- Goal -
Present the rows below as a numbered list, starting at the line containing "For the evaluation set, tag every instance of the small" and ending at the line containing "[[385, 359], [316, 363]]", with both of those lines included. Leave out any blank lines.
Start of Given records
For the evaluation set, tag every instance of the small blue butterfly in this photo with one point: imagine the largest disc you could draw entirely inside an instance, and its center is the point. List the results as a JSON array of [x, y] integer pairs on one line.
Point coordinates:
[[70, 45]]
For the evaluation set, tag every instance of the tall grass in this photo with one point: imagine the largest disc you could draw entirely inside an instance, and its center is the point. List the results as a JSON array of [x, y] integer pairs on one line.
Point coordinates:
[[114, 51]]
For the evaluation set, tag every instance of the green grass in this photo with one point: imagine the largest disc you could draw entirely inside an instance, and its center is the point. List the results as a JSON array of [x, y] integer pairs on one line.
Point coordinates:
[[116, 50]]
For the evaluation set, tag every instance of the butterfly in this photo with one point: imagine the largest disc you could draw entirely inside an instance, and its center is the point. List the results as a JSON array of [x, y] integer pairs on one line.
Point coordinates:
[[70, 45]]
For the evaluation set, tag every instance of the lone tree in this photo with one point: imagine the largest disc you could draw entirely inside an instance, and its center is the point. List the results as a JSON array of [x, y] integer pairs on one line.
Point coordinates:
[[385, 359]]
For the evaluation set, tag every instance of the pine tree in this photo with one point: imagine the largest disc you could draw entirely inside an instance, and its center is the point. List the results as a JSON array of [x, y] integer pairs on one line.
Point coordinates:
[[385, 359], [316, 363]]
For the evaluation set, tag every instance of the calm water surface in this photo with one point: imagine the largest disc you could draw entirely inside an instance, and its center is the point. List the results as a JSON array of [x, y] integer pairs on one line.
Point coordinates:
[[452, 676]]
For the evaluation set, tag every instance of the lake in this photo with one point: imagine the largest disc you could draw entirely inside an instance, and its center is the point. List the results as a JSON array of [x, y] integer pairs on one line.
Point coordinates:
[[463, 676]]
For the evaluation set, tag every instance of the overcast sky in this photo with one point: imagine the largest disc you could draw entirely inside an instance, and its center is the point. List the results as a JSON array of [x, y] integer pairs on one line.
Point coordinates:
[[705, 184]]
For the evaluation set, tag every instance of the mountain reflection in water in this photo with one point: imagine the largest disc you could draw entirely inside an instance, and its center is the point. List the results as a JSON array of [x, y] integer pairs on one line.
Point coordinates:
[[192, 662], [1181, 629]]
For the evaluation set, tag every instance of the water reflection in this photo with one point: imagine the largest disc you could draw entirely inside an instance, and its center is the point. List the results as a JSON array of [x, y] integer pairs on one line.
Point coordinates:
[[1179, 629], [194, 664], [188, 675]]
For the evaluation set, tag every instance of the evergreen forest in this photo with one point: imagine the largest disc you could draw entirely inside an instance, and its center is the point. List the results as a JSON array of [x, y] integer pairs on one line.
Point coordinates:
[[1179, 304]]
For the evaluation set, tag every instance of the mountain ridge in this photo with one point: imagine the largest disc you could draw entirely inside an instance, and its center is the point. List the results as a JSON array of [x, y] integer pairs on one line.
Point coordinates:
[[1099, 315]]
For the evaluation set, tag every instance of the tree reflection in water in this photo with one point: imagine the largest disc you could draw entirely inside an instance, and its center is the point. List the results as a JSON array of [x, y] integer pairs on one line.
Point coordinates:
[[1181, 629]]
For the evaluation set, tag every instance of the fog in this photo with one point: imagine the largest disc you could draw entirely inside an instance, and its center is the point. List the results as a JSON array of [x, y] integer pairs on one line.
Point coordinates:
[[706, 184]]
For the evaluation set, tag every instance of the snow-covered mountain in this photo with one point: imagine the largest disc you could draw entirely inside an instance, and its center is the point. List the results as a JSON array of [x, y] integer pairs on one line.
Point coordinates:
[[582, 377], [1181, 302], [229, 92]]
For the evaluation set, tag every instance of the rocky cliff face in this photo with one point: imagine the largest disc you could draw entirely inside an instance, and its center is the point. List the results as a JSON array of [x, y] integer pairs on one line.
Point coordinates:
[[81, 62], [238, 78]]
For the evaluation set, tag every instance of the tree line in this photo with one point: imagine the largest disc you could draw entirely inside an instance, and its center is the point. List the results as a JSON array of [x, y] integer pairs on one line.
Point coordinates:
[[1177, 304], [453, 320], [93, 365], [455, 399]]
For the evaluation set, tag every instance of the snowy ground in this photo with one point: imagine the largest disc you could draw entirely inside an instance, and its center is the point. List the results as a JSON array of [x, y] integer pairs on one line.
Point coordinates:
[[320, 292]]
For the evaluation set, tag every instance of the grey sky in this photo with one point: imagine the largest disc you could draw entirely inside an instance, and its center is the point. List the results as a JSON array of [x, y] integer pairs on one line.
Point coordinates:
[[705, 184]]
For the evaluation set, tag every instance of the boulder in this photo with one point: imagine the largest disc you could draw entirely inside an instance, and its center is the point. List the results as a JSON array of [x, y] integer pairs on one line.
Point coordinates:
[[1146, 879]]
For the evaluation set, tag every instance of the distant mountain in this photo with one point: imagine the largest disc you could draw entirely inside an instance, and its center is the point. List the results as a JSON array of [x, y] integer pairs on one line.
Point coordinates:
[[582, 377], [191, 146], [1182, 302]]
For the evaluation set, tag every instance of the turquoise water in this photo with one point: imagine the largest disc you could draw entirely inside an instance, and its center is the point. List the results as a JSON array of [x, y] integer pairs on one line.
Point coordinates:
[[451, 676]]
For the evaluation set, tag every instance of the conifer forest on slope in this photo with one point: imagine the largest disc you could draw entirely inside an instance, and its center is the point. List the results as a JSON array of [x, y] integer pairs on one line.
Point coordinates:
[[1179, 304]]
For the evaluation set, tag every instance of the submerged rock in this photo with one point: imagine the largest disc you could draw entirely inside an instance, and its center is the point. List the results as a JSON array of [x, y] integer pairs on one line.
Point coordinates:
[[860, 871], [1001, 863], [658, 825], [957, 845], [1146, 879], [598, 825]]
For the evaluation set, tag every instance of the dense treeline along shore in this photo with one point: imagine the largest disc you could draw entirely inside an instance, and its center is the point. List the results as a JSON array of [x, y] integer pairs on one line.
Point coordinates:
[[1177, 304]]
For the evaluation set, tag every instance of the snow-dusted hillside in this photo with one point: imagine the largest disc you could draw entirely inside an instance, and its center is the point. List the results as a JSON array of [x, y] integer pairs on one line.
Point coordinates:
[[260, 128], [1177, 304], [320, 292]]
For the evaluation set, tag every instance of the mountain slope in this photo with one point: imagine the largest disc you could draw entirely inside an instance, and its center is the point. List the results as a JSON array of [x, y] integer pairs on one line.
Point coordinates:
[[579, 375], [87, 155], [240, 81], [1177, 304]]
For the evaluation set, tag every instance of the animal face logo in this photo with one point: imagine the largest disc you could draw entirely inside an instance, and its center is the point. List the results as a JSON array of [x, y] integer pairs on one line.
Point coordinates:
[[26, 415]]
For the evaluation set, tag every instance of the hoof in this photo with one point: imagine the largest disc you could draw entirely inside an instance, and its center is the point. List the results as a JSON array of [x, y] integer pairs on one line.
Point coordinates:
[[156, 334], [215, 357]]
End of Given records
Start of Given records
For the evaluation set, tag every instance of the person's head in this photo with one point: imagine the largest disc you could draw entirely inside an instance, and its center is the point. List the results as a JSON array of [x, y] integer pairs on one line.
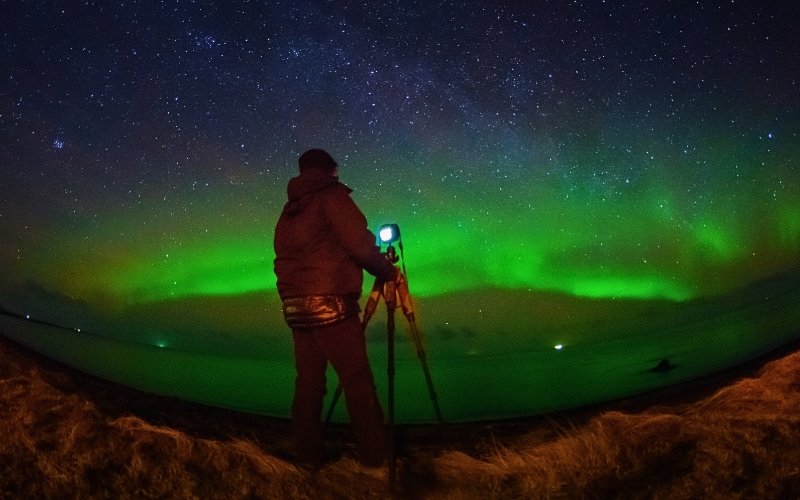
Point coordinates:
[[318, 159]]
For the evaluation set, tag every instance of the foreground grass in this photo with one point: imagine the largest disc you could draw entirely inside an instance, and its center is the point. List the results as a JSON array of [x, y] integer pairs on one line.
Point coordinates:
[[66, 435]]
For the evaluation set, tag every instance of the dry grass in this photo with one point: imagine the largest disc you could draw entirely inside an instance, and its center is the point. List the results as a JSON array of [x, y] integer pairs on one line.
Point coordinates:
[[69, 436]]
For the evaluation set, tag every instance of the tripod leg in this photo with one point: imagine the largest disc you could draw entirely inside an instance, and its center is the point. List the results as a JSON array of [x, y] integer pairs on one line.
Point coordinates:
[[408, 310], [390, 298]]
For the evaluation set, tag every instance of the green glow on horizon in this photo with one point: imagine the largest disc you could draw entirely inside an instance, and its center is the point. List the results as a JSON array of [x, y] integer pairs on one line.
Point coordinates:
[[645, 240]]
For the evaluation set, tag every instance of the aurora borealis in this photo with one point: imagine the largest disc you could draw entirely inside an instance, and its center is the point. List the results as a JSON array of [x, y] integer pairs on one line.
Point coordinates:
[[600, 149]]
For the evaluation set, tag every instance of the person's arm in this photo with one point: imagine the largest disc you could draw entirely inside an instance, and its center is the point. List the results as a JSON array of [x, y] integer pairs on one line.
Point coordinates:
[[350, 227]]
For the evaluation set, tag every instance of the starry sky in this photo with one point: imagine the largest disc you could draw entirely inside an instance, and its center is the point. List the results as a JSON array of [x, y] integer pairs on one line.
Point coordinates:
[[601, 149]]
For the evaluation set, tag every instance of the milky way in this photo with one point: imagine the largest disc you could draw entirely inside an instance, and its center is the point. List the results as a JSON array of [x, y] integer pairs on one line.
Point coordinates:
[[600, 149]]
End of Given records
Start of Given records
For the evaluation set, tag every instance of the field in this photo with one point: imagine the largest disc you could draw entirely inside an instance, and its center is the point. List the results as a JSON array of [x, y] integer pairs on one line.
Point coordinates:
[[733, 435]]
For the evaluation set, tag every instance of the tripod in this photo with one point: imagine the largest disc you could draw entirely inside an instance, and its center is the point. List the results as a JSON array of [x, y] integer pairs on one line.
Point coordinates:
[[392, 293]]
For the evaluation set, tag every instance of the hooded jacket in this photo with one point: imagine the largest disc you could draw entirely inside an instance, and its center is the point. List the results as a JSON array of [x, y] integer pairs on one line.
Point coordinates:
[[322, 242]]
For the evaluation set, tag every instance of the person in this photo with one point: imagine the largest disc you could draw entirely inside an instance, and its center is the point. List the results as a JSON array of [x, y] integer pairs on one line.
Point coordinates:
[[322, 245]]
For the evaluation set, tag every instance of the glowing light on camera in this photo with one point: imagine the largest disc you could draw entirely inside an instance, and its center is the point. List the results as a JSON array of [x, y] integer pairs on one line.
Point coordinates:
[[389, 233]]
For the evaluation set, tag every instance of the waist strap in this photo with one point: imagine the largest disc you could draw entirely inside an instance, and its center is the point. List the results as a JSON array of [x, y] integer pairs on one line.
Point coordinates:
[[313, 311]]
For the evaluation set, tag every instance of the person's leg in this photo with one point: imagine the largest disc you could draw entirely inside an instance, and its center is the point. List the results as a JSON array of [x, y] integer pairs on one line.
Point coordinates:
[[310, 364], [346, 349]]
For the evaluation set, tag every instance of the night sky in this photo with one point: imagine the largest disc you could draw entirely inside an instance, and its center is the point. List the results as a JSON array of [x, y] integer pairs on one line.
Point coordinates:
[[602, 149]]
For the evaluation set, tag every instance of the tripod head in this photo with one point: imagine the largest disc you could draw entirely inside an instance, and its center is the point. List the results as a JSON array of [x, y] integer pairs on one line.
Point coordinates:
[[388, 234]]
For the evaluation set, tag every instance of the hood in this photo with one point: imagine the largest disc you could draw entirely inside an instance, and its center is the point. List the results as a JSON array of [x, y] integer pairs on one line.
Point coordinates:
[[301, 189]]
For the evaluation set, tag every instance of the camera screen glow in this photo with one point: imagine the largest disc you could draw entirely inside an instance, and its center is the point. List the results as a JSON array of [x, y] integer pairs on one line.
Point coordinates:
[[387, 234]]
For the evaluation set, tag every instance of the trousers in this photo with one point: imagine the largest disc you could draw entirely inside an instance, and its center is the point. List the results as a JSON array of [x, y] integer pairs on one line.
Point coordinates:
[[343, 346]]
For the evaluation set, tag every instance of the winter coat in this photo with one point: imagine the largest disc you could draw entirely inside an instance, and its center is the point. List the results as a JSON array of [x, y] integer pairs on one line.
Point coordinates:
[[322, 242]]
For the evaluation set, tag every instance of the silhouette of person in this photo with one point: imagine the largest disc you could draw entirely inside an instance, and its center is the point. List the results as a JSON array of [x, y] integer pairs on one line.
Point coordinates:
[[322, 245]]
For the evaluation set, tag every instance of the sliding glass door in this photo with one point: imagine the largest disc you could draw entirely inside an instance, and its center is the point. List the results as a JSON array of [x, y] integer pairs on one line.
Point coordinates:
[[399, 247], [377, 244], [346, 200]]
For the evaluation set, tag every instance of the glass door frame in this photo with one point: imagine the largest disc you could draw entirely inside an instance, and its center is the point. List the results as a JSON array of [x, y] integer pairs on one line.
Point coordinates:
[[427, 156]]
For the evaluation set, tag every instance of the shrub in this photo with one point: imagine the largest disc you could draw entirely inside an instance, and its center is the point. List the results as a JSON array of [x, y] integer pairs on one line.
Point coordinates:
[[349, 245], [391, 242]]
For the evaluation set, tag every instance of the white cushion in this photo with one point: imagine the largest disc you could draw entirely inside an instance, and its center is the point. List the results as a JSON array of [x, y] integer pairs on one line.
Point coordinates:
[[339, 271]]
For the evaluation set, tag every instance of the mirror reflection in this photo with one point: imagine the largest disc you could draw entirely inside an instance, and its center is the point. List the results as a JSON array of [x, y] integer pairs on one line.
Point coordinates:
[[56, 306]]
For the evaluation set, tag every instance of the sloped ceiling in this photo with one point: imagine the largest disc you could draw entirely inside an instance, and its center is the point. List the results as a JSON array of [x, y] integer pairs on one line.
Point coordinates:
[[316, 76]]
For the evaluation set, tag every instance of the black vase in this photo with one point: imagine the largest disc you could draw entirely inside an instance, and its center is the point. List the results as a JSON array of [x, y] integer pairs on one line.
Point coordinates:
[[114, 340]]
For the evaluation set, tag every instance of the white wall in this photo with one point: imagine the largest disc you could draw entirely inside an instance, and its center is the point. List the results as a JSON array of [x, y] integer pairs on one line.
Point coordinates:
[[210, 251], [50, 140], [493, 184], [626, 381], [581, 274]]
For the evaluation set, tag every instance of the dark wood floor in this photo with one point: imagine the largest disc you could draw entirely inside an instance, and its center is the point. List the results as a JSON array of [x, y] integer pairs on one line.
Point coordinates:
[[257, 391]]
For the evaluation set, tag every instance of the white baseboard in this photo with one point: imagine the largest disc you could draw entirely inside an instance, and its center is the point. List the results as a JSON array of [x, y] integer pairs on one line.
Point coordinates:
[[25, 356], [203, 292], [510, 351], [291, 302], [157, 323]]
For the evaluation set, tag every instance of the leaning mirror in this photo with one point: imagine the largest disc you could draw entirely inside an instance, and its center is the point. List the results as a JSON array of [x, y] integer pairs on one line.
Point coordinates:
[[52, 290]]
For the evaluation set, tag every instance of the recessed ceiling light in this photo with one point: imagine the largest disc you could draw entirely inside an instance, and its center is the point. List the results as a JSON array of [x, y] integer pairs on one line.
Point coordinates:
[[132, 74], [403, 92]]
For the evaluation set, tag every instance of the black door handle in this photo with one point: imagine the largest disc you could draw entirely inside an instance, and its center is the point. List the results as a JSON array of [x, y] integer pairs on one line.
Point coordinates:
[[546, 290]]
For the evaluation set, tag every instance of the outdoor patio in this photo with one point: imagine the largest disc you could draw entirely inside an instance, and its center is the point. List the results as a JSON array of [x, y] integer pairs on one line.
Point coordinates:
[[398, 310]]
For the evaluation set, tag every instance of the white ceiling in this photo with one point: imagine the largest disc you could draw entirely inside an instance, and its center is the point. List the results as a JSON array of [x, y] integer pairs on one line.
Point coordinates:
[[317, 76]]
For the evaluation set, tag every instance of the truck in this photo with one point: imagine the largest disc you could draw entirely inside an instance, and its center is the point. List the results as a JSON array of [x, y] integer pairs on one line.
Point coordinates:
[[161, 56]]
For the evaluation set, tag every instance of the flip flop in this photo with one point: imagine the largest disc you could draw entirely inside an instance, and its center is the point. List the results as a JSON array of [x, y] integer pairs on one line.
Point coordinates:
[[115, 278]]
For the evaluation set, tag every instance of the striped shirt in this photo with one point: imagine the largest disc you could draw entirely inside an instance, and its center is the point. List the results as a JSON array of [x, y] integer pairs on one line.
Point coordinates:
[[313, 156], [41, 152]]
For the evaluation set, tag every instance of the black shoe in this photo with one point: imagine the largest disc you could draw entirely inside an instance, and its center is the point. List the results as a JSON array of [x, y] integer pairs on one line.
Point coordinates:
End of Given records
- Output below -
1. For the evaluation set, tag every instance of the small blue butterfly in this photo with one point: imagine the largest disc you could draw entirely inside an instance, and its center is the point. List the results as a JSON array of [x, y] integer pairs on one line.
2. Point coordinates:
3. [[70, 45]]
4. For the evaluation set, tag every instance of the tall grass in this photo with one point: imagine the largest disc you could draw entirely inside an instance, and its center is the point. List the results as a JSON array of [x, y] integer pairs on one line.
5. Point coordinates:
6. [[114, 51]]
7. For the evaluation set, tag every instance of the green grass in this photo with one point: imagine the largest disc you could draw entirely inside an instance, and its center is the point. List the results as a JSON array of [x, y] integer pairs on one line.
8. Point coordinates:
9. [[116, 50]]
10. For the evaluation set, tag every instance of the butterfly in this photo with one point: imagine the largest disc you could draw entirely inside an instance, and its center is the point. List the results as a JSON array of [x, y] integer pairs on one line.
11. Point coordinates:
12. [[70, 45]]
13. For the evaluation set, tag every instance of the lone tree in this photo with one point: imagine the largest disc you could draw entirely inside an instance, and its center is the point. List the results as a JSON array of [x, y] integer pairs on one line.
14. Point coordinates:
15. [[385, 359]]
16. For the evaluation set, tag every instance of the pine tree in this photo with one point: imagine the largest disc you could draw entirely inside an instance, and its center is the point. List the results as a JSON array of [x, y] integer pairs on one line.
17. Point coordinates:
18. [[385, 359], [316, 363]]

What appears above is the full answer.